§ YOUR OBJECTIVE
Report every line in the records below that holds the word "covered".

EXERCISE MATERIALS Start Marker

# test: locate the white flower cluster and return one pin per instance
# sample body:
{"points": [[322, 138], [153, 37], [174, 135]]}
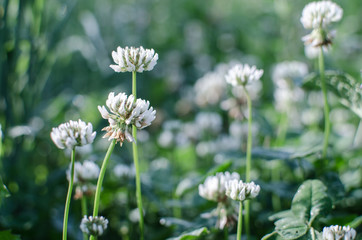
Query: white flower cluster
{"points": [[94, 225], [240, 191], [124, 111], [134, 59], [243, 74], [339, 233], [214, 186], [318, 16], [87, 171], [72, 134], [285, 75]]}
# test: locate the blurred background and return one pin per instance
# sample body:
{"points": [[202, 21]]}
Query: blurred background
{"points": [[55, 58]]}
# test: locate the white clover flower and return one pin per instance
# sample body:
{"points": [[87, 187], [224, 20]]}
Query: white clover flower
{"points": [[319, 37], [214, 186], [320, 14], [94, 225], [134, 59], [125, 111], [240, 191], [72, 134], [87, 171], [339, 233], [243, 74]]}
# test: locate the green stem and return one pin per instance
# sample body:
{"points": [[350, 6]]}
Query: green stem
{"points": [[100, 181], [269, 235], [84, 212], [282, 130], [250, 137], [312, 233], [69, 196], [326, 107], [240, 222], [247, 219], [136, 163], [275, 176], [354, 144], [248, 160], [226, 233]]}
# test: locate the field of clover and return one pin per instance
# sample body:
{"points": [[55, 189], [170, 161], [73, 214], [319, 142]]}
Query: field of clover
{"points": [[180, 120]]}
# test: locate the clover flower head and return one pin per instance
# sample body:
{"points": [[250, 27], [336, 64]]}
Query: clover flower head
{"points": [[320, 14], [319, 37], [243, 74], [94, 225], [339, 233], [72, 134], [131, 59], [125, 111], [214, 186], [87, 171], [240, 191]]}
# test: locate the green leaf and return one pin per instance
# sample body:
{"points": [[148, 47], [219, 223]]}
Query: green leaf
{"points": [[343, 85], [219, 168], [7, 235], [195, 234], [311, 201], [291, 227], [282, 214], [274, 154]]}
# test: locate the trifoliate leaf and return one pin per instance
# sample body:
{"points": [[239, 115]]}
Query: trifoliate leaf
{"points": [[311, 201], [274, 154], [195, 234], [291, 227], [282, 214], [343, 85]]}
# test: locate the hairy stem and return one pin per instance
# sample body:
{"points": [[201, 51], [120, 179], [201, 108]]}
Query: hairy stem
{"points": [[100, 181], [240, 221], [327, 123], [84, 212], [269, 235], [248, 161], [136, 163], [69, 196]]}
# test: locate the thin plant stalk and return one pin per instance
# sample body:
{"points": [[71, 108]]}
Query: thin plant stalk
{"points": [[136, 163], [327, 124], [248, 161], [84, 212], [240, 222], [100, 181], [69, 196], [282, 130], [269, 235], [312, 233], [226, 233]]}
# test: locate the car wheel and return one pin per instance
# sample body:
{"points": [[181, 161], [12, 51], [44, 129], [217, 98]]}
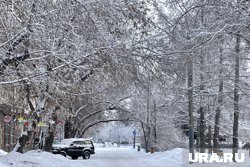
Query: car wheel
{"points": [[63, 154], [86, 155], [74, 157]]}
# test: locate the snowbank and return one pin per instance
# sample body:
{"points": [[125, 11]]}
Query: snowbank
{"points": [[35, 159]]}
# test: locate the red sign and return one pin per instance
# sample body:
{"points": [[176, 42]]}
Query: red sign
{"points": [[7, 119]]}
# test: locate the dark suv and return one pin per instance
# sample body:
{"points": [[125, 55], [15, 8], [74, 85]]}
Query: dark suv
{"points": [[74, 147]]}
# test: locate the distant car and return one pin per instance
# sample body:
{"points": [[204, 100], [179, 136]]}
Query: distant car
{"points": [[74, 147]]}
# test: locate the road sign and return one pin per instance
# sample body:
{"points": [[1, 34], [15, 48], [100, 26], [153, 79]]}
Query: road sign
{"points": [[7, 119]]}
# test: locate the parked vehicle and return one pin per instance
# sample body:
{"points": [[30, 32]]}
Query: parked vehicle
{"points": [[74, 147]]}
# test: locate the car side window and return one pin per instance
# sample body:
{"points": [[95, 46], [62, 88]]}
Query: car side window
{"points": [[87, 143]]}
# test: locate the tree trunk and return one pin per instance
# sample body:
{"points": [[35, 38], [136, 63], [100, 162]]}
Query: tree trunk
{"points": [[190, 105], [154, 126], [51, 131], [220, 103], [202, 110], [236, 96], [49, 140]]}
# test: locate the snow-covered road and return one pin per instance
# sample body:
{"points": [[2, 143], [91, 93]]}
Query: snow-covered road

EXERCISE MATERIALS End Marker

§ SOLUTION
# test: locate the snow-covered road and return one pin per instance
Query: snow-covered road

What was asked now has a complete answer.